### Description of the task
Set down exactly the lines from the one containing "97L36 98L35 115L41" through the last line of the data below, and no others.

****************************************

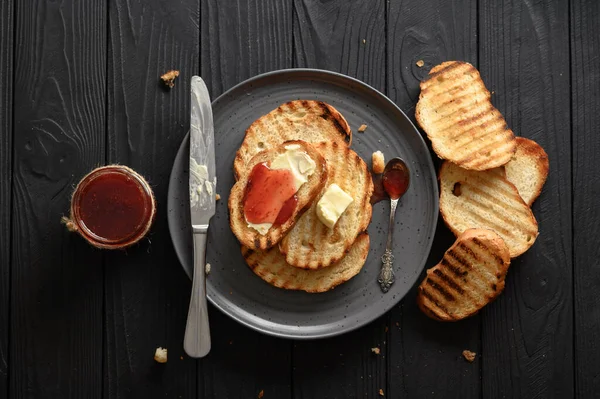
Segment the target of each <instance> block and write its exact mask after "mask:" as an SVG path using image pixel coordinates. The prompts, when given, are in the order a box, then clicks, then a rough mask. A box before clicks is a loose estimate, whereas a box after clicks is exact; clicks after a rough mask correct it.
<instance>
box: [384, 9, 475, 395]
mask: <svg viewBox="0 0 600 399" xmlns="http://www.w3.org/2000/svg"><path fill="white" fill-rule="evenodd" d="M476 10H477V2H476V1H474V0H453V1H433V2H425V3H424V2H421V1H403V2H392V3H391V4H390V9H389V16H388V43H389V44H388V46H389V55H388V92H389V95H390V98H392V99H393V100H394V101H395V102H396V104H398V106H399V107H400V108H401V109H402V110H403V111H404V112H405V113H406V114H407V115H408V116H409V117H410V118H411V119H412V121H413V123H415V119H414V108H415V105H416V103H417V100H418V98H419V93H420V88H419V83H420V81H421V80H424V79H426V77H427V75H428V73H429V70H430V69H431V68H432V67H433V66H435V65H437V64H439V63H441V62H443V61H447V60H463V61H468V62H470V63H472V64H473V65H475V66H477V12H476ZM419 61H422V62H423V65H422V66H419V65H420V64H421V63H420V62H419ZM415 124H416V123H415ZM422 134H423V136H424V137H426V136H425V134H424V133H422ZM425 141H426V142H427V143H428V145H430V143H429V140H428V139H427V138H425ZM432 157H433V159H434V162H435V163H436V167H439V165H440V161H439V160H438V158H437V156H436V155H435V154H434V153H433V151H432ZM454 239H455V238H454V236H453V235H452V233H450V232H449V230H448V229H447V227H446V226H445V225H444V223H443V222H442V221H441V217H440V221H439V223H438V227H437V232H436V235H435V238H434V244H433V248H432V250H431V253H430V255H429V258H428V260H427V263H426V266H425V268H426V269H427V268H430V267H433V266H434V265H435V264H437V263H438V262H439V261H440V259H441V258H442V256H443V254H444V252H445V251H446V250H447V249H448V248H449V247H450V245H451V244H452V243H453V242H454ZM423 276H424V273H423V275H422V276H421V277H420V278H419V280H418V282H417V283H416V285H418V284H420V282H421V281H422V278H423ZM416 294H417V289H416V286H415V287H414V288H413V289H412V290H411V292H410V293H409V294H408V295H407V296H406V298H404V300H403V301H402V303H401V305H400V306H399V307H397V308H395V309H394V310H393V311H392V312H391V318H392V325H393V329H392V330H391V337H390V342H391V353H390V360H389V361H390V376H389V380H390V395H391V397H408V398H412V397H419V398H422V397H439V396H440V395H441V396H444V395H448V394H450V393H451V396H453V397H460V398H473V397H479V395H480V387H481V384H480V370H479V367H480V359H479V358H478V359H477V360H476V361H475V362H474V363H467V362H466V361H465V360H464V359H463V358H462V356H461V353H462V351H463V350H464V349H469V350H471V351H474V352H476V353H480V329H479V317H478V316H475V317H472V318H470V319H468V320H464V321H461V322H459V323H439V322H436V321H433V320H431V319H429V318H427V317H426V316H424V315H423V314H422V313H421V312H420V310H419V309H418V308H417V305H416V301H415V298H416Z"/></svg>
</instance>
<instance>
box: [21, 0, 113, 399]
mask: <svg viewBox="0 0 600 399" xmlns="http://www.w3.org/2000/svg"><path fill="white" fill-rule="evenodd" d="M14 5H15V26H14V75H13V77H14V106H13V112H14V141H13V154H14V162H13V170H12V173H13V190H12V191H13V195H12V203H13V205H12V209H13V217H12V236H13V237H14V239H13V240H12V268H11V313H10V329H11V339H10V361H11V362H10V363H11V364H10V387H9V392H10V397H11V398H25V397H27V398H33V397H72V398H76V397H77V398H83V397H85V398H99V397H100V394H101V387H102V375H101V373H100V370H101V368H102V263H101V257H102V254H101V252H100V251H96V250H94V249H92V248H91V247H90V246H89V245H87V244H86V243H85V242H83V241H82V240H81V239H80V238H79V237H77V236H75V235H73V234H70V233H69V232H68V231H67V230H66V229H65V227H64V226H63V225H61V223H60V219H61V215H63V214H66V213H67V212H68V206H69V200H70V196H71V192H72V190H73V186H74V184H76V183H77V181H78V180H79V179H80V178H81V177H82V176H83V174H84V173H86V172H87V171H89V170H90V169H91V168H93V167H94V166H96V165H98V164H100V163H102V161H103V159H104V122H105V117H104V115H105V88H106V76H105V60H106V18H105V16H106V4H105V3H104V2H103V1H94V0H90V1H86V2H80V1H77V0H65V1H62V2H50V1H46V2H39V3H38V2H34V1H17V2H15V3H14Z"/></svg>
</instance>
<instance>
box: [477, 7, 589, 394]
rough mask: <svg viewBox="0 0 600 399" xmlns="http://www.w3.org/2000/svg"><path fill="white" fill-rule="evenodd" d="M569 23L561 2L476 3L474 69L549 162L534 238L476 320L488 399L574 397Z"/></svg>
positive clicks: (502, 111) (503, 106)
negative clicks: (481, 344)
mask: <svg viewBox="0 0 600 399" xmlns="http://www.w3.org/2000/svg"><path fill="white" fill-rule="evenodd" d="M568 18H569V9H568V2H565V1H560V0H556V1H545V2H522V1H507V2H503V3H500V2H496V1H491V0H482V1H480V3H479V39H480V42H479V59H480V65H479V66H480V70H481V75H482V77H483V80H484V82H485V83H486V85H487V87H488V88H489V89H490V91H491V92H492V93H494V94H493V95H492V101H493V102H494V104H495V105H496V107H497V108H498V109H499V110H500V111H501V112H502V113H503V114H504V116H505V117H506V120H507V123H508V125H509V126H510V127H511V128H512V129H513V130H514V132H515V133H516V134H517V135H520V136H525V137H529V138H532V139H534V140H535V141H537V142H538V143H540V144H541V145H542V146H543V147H544V148H545V150H546V151H547V153H548V156H549V158H550V175H549V177H548V180H547V182H546V185H545V187H544V190H543V192H542V195H541V197H540V198H539V199H538V200H537V202H536V203H535V204H534V205H533V213H534V214H535V216H536V218H537V221H538V224H539V231H540V235H539V237H538V238H537V241H536V243H535V245H534V246H533V247H532V248H531V249H530V250H529V251H528V252H527V253H525V254H524V255H522V256H521V257H520V258H518V259H515V260H514V261H513V262H512V265H511V268H510V271H509V273H508V277H507V281H506V288H505V292H504V294H503V295H502V296H501V297H500V298H499V299H498V300H497V301H496V302H495V303H494V304H493V305H492V306H489V307H487V308H485V309H484V311H483V312H482V337H483V340H482V353H483V355H482V356H483V357H482V370H483V373H482V384H483V386H482V391H483V395H484V397H524V398H547V397H557V398H568V397H572V396H573V394H574V390H573V388H574V384H573V323H572V322H573V296H572V281H573V280H572V273H573V268H572V266H573V265H572V230H571V228H572V220H571V210H572V209H571V135H570V130H571V127H570V109H571V107H570V102H569V101H570V100H569V98H570V88H569V84H570V82H569V29H568V26H569V20H568ZM586 89H587V88H586ZM586 234H587V231H586Z"/></svg>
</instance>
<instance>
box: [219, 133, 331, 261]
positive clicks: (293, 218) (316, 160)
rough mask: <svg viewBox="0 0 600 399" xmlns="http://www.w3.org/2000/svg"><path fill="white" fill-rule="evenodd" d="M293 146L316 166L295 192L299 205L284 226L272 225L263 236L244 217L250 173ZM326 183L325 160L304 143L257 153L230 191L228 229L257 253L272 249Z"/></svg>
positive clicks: (320, 155)
mask: <svg viewBox="0 0 600 399" xmlns="http://www.w3.org/2000/svg"><path fill="white" fill-rule="evenodd" d="M294 145H297V146H299V150H300V151H302V152H304V153H306V154H307V155H308V156H309V157H310V159H312V160H313V161H314V163H315V165H316V167H315V169H314V172H313V173H312V174H311V175H310V176H308V177H307V181H306V183H304V184H302V185H301V186H300V187H299V189H298V191H297V192H296V196H297V199H298V202H297V204H296V206H295V208H294V210H293V212H292V213H291V216H290V217H289V218H288V219H287V220H286V221H285V222H284V223H282V224H279V225H278V224H274V225H272V226H271V227H270V228H269V229H268V230H267V231H266V233H265V234H261V233H260V232H259V231H258V230H256V229H255V228H253V227H251V226H250V225H249V223H248V222H247V220H246V217H245V215H244V198H245V195H246V187H247V185H248V182H249V180H250V176H251V172H252V170H253V168H254V166H256V165H258V164H261V163H266V164H267V165H270V164H271V162H272V161H273V160H274V159H276V158H277V157H278V156H279V155H281V154H285V153H286V151H287V149H286V147H288V148H290V147H293V146H294ZM326 181H327V165H326V163H325V159H324V158H323V156H322V155H321V154H320V153H319V152H318V151H317V150H316V149H315V148H314V147H313V146H312V145H310V144H308V143H306V142H304V141H287V142H285V143H282V144H280V145H278V146H275V147H273V148H271V149H270V150H266V151H262V152H260V153H258V154H257V155H256V156H254V157H253V158H252V159H251V160H250V162H249V163H248V165H247V167H246V169H245V170H244V173H243V174H242V175H241V176H240V179H239V180H238V181H237V182H236V183H235V185H234V186H233V188H232V189H231V194H230V195H229V202H228V206H229V224H230V226H231V230H232V231H233V233H234V234H235V236H236V237H237V239H238V240H239V241H240V243H241V244H242V245H244V246H246V247H249V248H252V249H260V250H266V249H269V248H271V247H273V246H274V245H276V244H277V243H278V242H279V241H280V240H281V239H282V238H283V236H284V235H285V234H286V233H287V232H288V231H289V230H290V229H291V228H292V227H293V226H294V223H295V222H296V221H297V219H298V218H299V217H300V216H301V215H302V214H303V213H304V212H305V210H306V209H308V207H309V206H310V205H311V204H312V203H313V202H314V199H315V198H316V196H317V195H318V194H319V193H320V192H321V190H322V189H323V186H324V184H325V182H326Z"/></svg>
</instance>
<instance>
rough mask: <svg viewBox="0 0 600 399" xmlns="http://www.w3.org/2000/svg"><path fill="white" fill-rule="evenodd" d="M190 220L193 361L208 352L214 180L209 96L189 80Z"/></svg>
mask: <svg viewBox="0 0 600 399" xmlns="http://www.w3.org/2000/svg"><path fill="white" fill-rule="evenodd" d="M190 108H191V111H190V166H189V167H190V180H189V189H190V216H191V224H192V233H193V239H194V278H193V284H192V295H191V299H190V309H189V312H188V319H187V324H186V329H185V337H184V339H183V349H184V350H185V352H186V353H187V354H188V355H189V356H190V357H194V358H198V357H204V356H206V355H207V354H208V352H210V329H209V324H208V309H207V304H206V275H205V272H204V269H205V265H206V240H207V235H208V225H209V222H210V219H211V218H212V217H213V215H214V214H215V202H216V198H215V193H216V185H217V177H216V170H215V136H214V126H213V115H212V107H211V103H210V96H209V94H208V89H207V88H206V85H205V84H204V81H203V80H202V79H201V78H200V77H198V76H194V77H192V82H191V104H190Z"/></svg>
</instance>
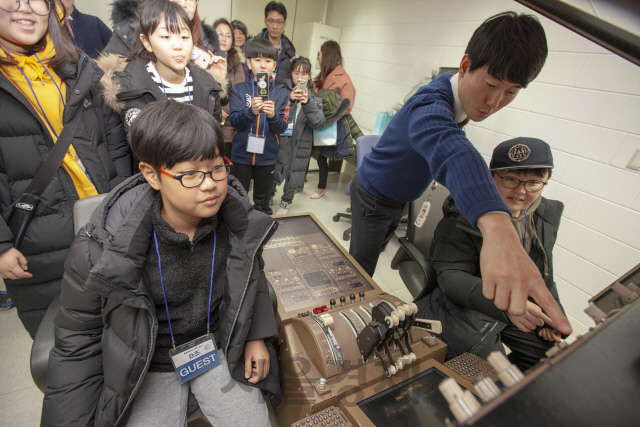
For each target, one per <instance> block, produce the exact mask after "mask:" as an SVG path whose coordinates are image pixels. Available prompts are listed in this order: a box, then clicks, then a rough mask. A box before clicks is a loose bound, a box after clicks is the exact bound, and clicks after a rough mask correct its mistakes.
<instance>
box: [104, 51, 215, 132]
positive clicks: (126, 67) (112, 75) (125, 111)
mask: <svg viewBox="0 0 640 427" xmlns="http://www.w3.org/2000/svg"><path fill="white" fill-rule="evenodd" d="M98 65H100V67H101V68H102V69H103V70H104V71H105V74H104V77H103V78H102V86H103V87H104V98H105V101H106V102H107V103H108V104H109V105H110V106H111V108H113V109H114V110H115V111H117V112H118V113H120V115H121V116H122V119H123V122H124V128H125V131H126V132H127V133H129V126H131V123H133V120H134V119H135V118H136V116H137V115H138V114H139V113H140V111H141V110H142V109H143V108H144V107H146V106H147V105H149V104H151V103H152V102H155V101H163V100H166V99H167V97H166V96H165V94H164V93H163V92H162V89H160V87H158V85H157V84H156V82H154V81H153V79H152V78H151V75H150V74H149V72H148V71H147V67H146V64H145V63H144V62H143V61H142V60H141V59H138V58H134V59H132V60H131V62H127V61H126V58H123V57H121V56H119V55H107V56H102V57H100V59H99V60H98ZM187 67H188V68H189V72H190V73H191V77H192V78H193V92H192V94H191V96H192V98H193V100H192V103H193V105H196V106H198V107H200V108H202V109H204V110H206V111H207V112H208V113H210V114H212V115H213V117H215V119H216V120H217V121H218V123H220V122H221V121H222V113H221V107H220V95H219V91H220V85H219V84H218V82H216V80H215V79H214V78H213V77H211V75H210V74H209V73H207V72H206V71H204V70H201V69H200V68H198V67H196V66H195V65H192V64H188V65H187Z"/></svg>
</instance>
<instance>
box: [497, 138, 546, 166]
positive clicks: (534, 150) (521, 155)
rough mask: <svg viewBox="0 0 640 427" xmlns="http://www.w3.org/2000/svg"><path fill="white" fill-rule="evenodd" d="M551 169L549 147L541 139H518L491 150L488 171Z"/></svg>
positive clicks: (504, 141)
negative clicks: (491, 154)
mask: <svg viewBox="0 0 640 427" xmlns="http://www.w3.org/2000/svg"><path fill="white" fill-rule="evenodd" d="M532 168H549V169H553V156H552V155H551V147H550V146H549V144H547V143H546V142H544V141H543V140H541V139H537V138H526V137H518V138H513V139H510V140H508V141H504V142H501V143H500V144H498V146H497V147H496V148H494V150H493V155H492V156H491V163H490V164H489V170H492V171H496V170H501V169H532Z"/></svg>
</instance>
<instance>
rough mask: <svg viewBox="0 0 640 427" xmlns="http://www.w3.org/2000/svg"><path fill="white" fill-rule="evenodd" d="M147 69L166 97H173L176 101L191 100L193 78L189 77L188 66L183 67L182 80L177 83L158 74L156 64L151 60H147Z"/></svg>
mask: <svg viewBox="0 0 640 427" xmlns="http://www.w3.org/2000/svg"><path fill="white" fill-rule="evenodd" d="M147 71H148V72H149V74H150V75H151V79H152V80H153V81H154V82H156V84H157V85H158V87H159V88H160V90H161V91H162V92H163V93H164V94H165V96H166V97H167V98H169V99H173V100H174V101H177V102H188V103H191V102H192V100H193V78H192V77H191V73H190V72H189V69H188V68H185V69H184V73H185V74H184V76H185V78H184V80H183V81H182V83H178V84H173V83H169V82H168V81H166V80H163V79H162V78H161V77H160V75H159V74H158V71H157V70H156V66H155V64H154V63H153V62H149V63H148V64H147Z"/></svg>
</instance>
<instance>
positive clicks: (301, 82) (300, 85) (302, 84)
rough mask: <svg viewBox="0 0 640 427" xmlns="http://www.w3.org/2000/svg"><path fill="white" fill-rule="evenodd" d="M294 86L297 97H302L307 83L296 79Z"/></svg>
mask: <svg viewBox="0 0 640 427" xmlns="http://www.w3.org/2000/svg"><path fill="white" fill-rule="evenodd" d="M296 86H297V87H298V89H296V93H297V94H298V95H304V94H305V93H306V92H307V81H306V80H305V79H298V84H297V85H296Z"/></svg>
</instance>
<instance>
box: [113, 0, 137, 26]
mask: <svg viewBox="0 0 640 427" xmlns="http://www.w3.org/2000/svg"><path fill="white" fill-rule="evenodd" d="M137 7H138V0H115V1H114V2H113V3H111V22H113V24H114V25H115V24H118V23H120V22H122V21H125V20H128V19H135V18H136V8H137Z"/></svg>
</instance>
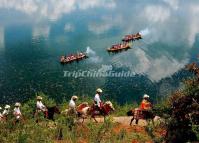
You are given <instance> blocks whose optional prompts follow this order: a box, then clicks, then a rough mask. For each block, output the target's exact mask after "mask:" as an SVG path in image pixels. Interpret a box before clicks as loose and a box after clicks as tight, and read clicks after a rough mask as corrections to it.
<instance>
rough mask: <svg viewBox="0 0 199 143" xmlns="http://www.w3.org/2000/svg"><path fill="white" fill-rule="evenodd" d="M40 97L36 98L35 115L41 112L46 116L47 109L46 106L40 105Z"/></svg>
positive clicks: (40, 99)
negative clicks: (39, 112)
mask: <svg viewBox="0 0 199 143" xmlns="http://www.w3.org/2000/svg"><path fill="white" fill-rule="evenodd" d="M42 99H43V98H42V97H41V96H37V103H36V113H39V112H43V113H44V114H45V115H46V116H47V114H48V109H47V108H46V106H45V105H44V104H43V103H42Z"/></svg>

****************************************

### Written answer
rough mask: <svg viewBox="0 0 199 143" xmlns="http://www.w3.org/2000/svg"><path fill="white" fill-rule="evenodd" d="M40 97L36 98L35 115L41 112L46 116L47 109L46 106L40 105Z"/></svg>
positive clicks: (40, 99)
negative clicks: (39, 112)
mask: <svg viewBox="0 0 199 143" xmlns="http://www.w3.org/2000/svg"><path fill="white" fill-rule="evenodd" d="M42 99H43V98H42V97H41V96H37V103H36V113H39V112H43V113H44V114H45V115H46V116H47V114H48V109H47V108H46V106H45V105H44V104H43V103H42Z"/></svg>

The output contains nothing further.